» **STATED PROBLEM**
Return every line of the records that contains the word "flowing".

(Entries from a point annotation set)
>> BEGIN
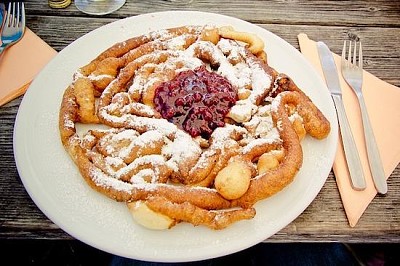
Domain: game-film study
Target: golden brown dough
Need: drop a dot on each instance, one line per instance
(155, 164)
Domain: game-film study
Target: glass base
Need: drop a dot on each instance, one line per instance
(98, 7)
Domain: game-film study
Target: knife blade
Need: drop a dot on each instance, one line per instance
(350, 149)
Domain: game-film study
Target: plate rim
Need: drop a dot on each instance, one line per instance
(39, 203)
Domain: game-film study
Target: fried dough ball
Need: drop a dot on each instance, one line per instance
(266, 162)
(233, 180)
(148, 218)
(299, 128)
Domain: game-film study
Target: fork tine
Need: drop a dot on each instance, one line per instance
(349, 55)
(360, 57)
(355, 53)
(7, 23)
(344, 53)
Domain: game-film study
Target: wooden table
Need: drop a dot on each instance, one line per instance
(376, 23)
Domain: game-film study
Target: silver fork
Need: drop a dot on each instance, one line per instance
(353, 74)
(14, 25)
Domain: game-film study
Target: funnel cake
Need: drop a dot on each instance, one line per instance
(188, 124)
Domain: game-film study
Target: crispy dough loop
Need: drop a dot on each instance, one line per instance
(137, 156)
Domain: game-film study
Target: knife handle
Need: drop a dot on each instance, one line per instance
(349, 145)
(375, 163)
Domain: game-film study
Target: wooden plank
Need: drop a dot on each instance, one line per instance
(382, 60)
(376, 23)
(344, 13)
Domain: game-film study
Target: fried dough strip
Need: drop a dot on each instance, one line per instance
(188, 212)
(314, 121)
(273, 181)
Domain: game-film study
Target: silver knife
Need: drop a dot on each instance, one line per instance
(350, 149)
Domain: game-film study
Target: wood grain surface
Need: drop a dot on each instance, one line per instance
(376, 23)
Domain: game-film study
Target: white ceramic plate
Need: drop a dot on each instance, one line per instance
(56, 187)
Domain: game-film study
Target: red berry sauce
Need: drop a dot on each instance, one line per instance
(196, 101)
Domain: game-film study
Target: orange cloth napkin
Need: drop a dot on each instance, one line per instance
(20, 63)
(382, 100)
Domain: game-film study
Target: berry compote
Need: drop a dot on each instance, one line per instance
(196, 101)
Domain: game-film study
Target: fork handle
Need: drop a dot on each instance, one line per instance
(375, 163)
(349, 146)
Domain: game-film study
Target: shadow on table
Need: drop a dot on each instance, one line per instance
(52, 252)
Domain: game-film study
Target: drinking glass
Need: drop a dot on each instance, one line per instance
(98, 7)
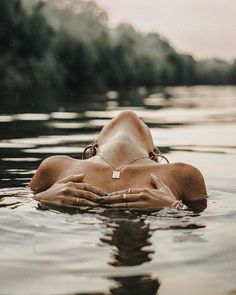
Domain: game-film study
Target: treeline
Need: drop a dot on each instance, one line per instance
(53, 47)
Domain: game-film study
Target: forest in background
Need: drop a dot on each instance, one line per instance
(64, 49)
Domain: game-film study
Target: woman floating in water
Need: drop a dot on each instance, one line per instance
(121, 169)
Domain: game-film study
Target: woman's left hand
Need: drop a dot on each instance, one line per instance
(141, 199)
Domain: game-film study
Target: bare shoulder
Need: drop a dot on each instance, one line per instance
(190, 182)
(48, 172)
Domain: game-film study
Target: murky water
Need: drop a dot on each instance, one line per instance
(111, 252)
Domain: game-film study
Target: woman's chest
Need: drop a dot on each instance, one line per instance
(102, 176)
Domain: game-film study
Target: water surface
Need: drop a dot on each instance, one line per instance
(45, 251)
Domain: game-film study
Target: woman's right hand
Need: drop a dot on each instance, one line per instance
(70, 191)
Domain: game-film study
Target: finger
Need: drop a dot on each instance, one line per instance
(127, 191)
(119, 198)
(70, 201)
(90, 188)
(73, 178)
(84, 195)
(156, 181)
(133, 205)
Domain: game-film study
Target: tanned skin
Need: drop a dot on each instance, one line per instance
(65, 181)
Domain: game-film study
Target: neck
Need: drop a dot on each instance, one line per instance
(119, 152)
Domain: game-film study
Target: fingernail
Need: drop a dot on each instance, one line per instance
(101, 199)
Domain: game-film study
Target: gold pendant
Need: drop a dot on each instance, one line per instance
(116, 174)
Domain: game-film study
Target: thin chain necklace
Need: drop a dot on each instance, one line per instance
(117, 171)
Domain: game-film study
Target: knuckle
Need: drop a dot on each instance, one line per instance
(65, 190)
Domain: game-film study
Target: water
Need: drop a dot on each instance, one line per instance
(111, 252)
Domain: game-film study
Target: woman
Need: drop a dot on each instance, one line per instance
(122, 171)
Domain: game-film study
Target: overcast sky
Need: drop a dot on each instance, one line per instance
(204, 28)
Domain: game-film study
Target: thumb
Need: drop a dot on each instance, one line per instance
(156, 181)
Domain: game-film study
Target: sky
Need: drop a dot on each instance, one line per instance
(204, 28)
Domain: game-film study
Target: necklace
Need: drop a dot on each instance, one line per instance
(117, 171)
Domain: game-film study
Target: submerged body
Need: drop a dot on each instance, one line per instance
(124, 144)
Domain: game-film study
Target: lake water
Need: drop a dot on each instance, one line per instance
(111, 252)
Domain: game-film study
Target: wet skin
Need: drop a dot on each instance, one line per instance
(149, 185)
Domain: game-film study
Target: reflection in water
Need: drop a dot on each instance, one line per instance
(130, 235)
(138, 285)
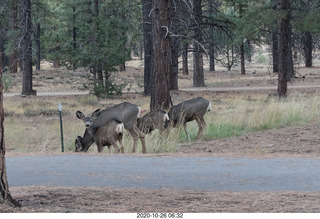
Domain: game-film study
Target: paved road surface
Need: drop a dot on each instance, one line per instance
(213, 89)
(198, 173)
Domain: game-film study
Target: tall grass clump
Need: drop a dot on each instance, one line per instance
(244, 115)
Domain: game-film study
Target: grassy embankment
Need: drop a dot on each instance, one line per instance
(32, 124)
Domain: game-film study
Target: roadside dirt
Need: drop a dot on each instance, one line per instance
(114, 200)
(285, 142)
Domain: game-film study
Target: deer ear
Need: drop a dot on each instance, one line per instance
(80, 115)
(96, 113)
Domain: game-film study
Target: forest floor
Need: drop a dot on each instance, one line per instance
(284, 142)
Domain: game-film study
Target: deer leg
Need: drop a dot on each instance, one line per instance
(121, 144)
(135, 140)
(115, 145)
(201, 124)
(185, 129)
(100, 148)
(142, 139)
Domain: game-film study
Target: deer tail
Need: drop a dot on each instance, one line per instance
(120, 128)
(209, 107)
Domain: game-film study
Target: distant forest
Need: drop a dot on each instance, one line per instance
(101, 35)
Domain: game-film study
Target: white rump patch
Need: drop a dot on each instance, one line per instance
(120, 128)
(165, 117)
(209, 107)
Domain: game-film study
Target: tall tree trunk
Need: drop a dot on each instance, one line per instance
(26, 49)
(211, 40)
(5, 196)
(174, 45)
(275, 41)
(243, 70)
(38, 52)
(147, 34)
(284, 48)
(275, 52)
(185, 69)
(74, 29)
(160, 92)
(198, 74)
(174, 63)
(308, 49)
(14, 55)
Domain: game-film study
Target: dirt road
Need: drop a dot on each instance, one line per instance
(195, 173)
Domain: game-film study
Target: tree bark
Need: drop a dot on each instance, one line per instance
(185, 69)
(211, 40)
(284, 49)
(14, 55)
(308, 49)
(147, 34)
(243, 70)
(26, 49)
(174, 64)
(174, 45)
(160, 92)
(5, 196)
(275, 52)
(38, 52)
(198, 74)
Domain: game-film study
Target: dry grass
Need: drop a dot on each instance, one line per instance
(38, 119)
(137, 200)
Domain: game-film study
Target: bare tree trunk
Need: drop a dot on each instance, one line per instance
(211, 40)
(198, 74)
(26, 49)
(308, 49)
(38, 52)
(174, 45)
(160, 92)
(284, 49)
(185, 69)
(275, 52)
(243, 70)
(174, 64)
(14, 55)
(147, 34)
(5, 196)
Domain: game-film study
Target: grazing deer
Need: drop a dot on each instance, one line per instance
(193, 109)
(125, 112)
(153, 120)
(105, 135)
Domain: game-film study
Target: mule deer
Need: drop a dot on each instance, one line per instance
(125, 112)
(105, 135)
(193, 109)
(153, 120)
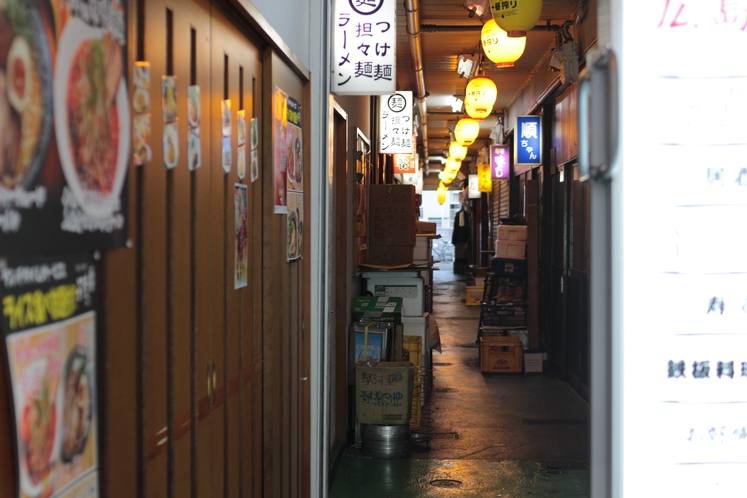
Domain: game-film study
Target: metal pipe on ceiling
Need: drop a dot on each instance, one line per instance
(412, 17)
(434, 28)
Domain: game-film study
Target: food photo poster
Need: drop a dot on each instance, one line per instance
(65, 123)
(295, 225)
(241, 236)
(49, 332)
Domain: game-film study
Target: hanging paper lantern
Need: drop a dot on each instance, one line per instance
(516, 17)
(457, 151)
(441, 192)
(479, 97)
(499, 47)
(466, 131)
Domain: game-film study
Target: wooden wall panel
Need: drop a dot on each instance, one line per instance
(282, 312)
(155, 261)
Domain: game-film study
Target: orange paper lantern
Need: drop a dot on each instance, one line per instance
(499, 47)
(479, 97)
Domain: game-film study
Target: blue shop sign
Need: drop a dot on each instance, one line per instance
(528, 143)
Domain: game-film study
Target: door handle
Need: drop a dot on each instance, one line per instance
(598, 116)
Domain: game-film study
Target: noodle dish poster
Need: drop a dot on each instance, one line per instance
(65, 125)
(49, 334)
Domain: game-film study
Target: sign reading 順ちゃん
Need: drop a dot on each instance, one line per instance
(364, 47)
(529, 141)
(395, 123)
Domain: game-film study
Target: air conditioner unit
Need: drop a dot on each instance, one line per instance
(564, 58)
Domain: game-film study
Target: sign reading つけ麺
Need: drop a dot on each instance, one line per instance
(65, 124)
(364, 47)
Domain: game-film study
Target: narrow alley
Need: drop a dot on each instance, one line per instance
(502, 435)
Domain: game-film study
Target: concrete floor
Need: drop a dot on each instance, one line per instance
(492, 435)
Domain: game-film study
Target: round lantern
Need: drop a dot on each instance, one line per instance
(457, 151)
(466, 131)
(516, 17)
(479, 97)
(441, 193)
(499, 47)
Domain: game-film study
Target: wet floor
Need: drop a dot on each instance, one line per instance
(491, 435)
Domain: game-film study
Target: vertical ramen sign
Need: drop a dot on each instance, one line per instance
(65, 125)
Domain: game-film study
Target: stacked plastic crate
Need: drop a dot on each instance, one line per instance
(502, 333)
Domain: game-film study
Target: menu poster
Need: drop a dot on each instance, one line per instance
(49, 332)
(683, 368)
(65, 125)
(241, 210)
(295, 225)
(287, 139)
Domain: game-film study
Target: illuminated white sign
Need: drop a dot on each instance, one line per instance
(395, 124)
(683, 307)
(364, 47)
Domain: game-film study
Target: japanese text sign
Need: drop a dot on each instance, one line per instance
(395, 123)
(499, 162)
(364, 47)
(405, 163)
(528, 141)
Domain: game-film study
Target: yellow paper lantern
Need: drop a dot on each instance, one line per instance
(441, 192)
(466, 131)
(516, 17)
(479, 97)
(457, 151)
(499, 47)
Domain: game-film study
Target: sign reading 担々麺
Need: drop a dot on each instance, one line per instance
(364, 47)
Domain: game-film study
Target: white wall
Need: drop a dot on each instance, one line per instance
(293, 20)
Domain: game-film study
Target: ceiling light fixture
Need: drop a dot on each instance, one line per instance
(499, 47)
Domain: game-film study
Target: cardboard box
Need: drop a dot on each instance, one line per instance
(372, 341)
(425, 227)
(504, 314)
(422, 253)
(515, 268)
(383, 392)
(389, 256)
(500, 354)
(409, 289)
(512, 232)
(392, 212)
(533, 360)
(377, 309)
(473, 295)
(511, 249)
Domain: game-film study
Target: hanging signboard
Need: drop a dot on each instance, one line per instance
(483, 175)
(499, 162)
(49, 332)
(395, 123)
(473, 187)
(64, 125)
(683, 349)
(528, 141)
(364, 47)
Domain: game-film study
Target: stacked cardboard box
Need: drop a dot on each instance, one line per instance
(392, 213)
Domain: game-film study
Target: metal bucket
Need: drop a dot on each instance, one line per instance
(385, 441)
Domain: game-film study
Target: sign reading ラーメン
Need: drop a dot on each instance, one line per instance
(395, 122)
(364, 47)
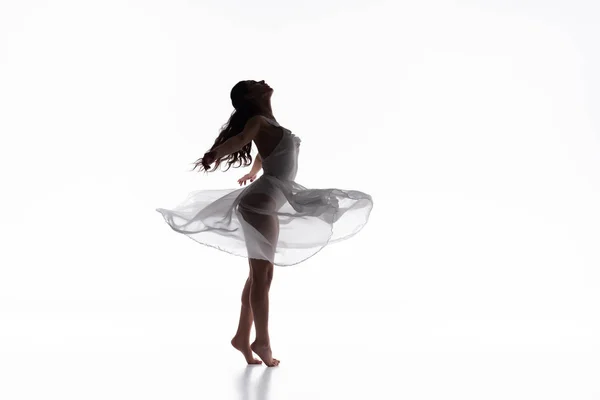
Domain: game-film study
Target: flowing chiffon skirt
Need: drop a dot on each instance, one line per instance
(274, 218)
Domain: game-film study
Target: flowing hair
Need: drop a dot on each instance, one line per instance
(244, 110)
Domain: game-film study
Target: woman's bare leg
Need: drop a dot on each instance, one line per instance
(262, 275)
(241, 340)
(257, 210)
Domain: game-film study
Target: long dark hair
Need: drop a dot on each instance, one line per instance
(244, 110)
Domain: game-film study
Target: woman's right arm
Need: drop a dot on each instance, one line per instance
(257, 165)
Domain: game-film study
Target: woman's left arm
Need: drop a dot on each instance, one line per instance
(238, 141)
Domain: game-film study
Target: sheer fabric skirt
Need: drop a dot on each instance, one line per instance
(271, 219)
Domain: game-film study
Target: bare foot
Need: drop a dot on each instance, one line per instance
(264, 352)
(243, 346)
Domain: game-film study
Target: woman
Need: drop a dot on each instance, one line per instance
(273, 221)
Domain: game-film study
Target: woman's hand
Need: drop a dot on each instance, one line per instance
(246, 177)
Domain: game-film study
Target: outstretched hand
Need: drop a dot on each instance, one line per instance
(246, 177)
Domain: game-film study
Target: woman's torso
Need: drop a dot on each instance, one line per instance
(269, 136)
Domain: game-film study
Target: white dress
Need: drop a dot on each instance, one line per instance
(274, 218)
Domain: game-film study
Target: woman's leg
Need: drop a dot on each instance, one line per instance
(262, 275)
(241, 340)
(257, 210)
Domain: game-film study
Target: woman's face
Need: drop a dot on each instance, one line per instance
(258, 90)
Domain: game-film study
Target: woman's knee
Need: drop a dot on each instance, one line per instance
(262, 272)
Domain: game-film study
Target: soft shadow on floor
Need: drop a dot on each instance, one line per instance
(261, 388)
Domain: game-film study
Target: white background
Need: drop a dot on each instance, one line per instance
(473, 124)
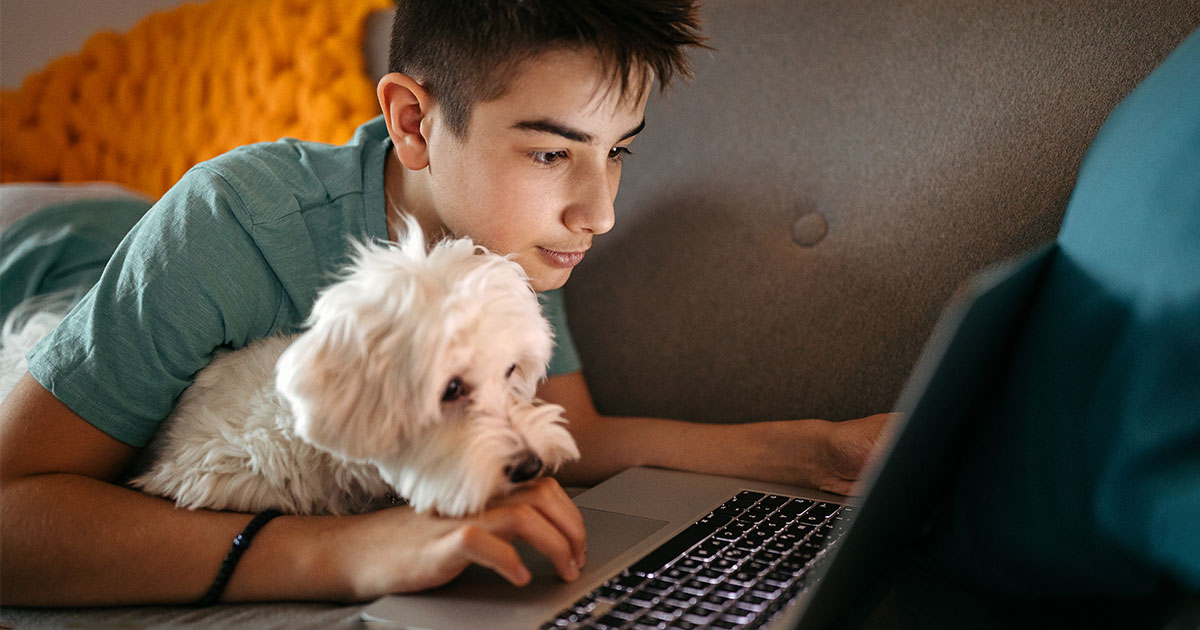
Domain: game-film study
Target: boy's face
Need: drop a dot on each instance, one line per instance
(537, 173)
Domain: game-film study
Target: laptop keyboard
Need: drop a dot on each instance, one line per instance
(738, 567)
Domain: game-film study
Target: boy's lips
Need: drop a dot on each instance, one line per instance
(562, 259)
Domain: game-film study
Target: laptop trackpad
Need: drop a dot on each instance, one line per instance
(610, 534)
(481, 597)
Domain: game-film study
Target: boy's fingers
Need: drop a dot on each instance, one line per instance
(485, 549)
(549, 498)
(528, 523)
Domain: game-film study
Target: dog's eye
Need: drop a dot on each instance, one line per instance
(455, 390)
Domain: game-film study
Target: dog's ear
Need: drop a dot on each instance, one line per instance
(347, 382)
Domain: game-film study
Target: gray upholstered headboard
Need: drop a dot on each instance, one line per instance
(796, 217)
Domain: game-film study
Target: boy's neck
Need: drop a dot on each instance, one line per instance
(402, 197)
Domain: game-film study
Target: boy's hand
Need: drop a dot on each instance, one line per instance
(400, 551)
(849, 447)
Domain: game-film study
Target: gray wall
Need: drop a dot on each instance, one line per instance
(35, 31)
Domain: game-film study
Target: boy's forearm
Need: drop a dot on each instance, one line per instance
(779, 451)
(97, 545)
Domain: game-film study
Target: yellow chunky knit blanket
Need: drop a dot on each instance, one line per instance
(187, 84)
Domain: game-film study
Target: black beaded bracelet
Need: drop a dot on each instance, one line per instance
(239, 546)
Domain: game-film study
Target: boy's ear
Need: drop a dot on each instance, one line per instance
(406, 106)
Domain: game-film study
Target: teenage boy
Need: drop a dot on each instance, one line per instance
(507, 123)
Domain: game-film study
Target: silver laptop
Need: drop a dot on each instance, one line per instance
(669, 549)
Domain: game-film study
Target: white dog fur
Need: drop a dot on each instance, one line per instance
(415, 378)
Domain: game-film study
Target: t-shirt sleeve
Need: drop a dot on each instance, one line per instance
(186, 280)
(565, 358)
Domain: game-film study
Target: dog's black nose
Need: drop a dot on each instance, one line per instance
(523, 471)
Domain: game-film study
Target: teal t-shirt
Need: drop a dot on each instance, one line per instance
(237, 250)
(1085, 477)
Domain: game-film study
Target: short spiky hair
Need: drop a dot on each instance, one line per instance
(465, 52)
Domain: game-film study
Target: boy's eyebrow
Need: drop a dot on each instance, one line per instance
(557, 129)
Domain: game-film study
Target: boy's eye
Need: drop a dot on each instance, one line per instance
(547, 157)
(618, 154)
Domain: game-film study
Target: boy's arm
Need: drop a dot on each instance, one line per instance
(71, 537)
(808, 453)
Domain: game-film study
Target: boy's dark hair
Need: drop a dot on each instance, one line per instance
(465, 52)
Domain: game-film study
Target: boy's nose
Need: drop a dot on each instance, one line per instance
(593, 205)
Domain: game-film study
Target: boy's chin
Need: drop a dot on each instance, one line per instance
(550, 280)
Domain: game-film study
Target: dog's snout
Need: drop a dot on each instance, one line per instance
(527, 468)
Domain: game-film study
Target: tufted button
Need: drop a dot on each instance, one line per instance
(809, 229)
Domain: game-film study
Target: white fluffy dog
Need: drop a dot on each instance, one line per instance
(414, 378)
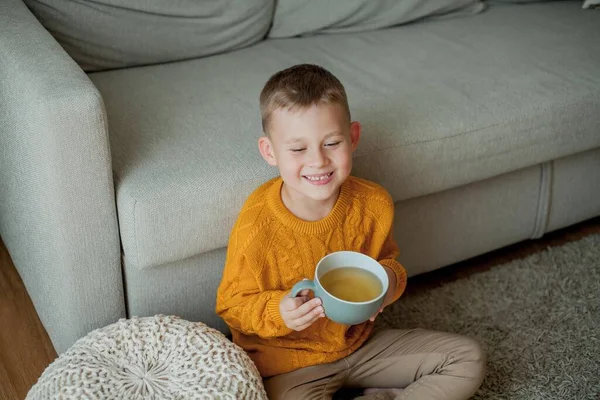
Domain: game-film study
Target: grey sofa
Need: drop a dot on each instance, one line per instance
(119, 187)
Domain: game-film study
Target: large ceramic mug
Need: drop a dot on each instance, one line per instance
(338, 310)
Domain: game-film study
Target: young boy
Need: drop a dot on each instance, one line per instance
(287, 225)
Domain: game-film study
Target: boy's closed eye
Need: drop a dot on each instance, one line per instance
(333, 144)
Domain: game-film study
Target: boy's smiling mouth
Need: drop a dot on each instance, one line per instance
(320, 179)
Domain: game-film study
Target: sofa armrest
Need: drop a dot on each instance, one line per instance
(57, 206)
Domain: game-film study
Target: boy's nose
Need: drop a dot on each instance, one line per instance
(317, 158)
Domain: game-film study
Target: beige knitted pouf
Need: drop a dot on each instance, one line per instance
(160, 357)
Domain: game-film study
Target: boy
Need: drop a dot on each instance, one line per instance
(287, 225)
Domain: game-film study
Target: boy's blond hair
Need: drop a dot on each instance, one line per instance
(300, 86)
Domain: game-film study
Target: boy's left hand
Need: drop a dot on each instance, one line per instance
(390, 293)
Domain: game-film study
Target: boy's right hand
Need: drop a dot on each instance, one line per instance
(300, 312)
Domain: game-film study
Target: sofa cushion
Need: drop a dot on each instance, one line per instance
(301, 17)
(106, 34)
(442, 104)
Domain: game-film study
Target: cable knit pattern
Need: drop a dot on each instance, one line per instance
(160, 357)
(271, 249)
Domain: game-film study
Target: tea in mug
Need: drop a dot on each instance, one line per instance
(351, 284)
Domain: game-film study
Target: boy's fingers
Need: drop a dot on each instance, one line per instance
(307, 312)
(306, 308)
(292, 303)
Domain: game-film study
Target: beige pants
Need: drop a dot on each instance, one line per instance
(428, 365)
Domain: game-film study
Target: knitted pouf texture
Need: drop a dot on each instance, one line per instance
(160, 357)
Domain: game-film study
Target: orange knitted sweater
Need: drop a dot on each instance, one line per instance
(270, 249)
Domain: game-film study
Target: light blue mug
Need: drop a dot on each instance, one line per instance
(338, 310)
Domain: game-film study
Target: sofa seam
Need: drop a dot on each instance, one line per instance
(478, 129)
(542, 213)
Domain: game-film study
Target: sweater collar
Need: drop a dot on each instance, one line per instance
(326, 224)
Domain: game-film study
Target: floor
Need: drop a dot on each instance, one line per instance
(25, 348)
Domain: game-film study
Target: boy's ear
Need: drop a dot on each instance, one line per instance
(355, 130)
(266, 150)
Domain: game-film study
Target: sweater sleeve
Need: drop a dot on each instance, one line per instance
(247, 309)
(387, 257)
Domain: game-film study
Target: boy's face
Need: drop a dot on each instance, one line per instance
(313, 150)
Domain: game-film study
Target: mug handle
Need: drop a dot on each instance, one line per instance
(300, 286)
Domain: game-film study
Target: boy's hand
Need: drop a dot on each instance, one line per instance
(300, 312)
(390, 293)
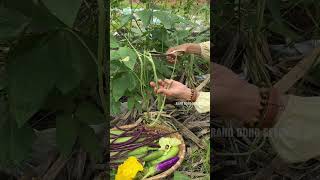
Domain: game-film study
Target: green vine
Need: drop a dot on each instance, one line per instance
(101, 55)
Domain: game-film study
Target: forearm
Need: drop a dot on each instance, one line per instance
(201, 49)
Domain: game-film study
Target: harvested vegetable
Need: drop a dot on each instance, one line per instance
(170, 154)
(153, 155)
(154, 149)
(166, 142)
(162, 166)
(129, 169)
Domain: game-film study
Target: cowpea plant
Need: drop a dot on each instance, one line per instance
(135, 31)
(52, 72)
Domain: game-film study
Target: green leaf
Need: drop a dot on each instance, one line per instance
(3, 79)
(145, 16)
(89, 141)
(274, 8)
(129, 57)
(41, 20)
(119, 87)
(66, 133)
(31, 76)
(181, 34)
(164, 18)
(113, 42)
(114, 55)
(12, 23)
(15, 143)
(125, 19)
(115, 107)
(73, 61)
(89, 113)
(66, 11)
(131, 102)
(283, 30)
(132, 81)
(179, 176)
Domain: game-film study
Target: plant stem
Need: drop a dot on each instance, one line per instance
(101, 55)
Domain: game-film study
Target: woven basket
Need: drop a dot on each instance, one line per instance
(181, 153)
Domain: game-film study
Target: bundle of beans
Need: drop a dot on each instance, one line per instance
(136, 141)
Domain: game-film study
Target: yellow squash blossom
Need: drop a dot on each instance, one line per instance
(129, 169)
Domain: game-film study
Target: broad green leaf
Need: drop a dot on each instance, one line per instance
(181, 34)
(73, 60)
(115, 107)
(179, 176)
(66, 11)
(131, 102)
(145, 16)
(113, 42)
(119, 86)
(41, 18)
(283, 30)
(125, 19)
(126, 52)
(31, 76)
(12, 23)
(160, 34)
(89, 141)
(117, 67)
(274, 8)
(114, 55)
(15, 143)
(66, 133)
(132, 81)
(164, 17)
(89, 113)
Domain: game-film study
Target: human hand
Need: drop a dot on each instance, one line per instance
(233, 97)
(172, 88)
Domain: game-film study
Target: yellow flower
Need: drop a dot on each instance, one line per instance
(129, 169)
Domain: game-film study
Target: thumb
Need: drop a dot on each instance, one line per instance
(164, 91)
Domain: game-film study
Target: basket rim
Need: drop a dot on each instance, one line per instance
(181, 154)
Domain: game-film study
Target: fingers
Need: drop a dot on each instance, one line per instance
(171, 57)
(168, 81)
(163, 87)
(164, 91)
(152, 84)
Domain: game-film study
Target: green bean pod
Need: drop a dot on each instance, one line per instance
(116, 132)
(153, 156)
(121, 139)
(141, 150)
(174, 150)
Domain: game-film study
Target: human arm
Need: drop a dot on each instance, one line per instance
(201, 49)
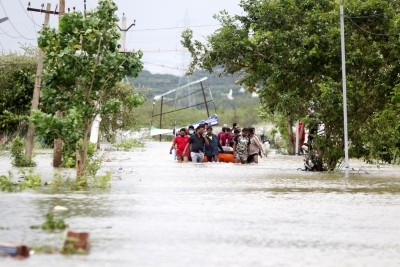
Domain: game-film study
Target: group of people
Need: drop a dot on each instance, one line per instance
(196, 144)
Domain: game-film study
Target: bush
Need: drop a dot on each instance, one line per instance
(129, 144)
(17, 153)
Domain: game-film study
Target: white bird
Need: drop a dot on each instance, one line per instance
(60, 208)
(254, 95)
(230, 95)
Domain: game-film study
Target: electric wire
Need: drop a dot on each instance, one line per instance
>> END
» **CORRECT ANSWER**
Target: flowing chiffon skirt
Target: flowing hair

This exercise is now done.